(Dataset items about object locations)
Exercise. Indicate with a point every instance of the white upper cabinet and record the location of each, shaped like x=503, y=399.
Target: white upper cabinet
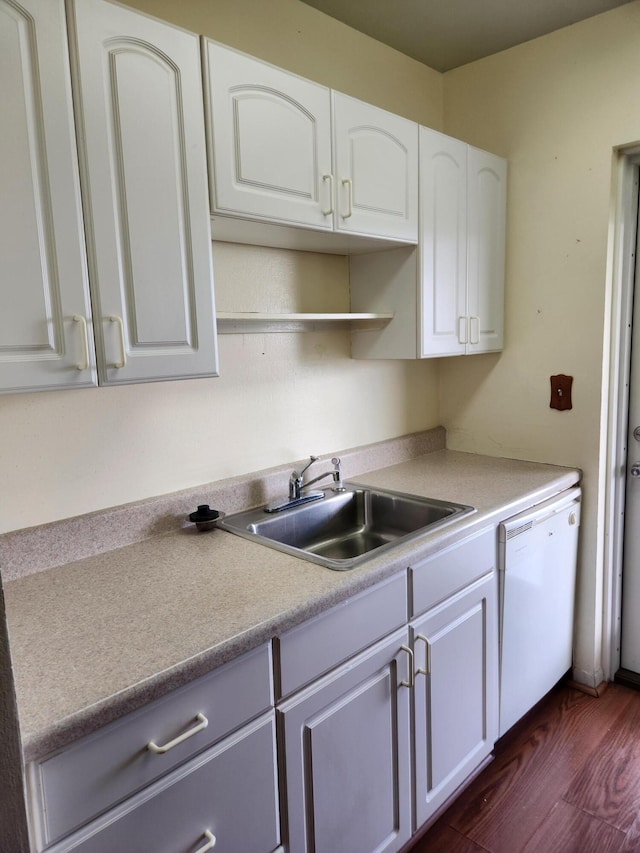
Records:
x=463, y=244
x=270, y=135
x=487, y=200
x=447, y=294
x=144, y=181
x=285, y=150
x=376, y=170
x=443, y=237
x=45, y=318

--

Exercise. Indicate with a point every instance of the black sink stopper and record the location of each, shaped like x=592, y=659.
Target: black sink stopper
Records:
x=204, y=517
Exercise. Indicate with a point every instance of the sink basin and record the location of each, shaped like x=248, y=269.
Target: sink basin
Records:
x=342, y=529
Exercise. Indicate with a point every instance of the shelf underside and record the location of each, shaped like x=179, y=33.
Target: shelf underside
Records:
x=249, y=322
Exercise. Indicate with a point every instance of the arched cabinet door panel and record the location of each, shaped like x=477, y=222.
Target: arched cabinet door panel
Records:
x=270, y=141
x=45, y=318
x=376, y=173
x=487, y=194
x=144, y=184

Problem statement - Copy out, unchanged, the part of the items above that opens with the line containing "Exercise. Indicate with a point every instance of the arched" and closes with the line containing "x=144, y=184", including both of those lines.

Solution for this problem -
Exercise. Indicate with a point every instance of the arched cabinet door panel and record the location of each, shaped like x=477, y=222.
Target: arched cabinet door panel
Records:
x=270, y=141
x=45, y=318
x=376, y=173
x=487, y=194
x=144, y=184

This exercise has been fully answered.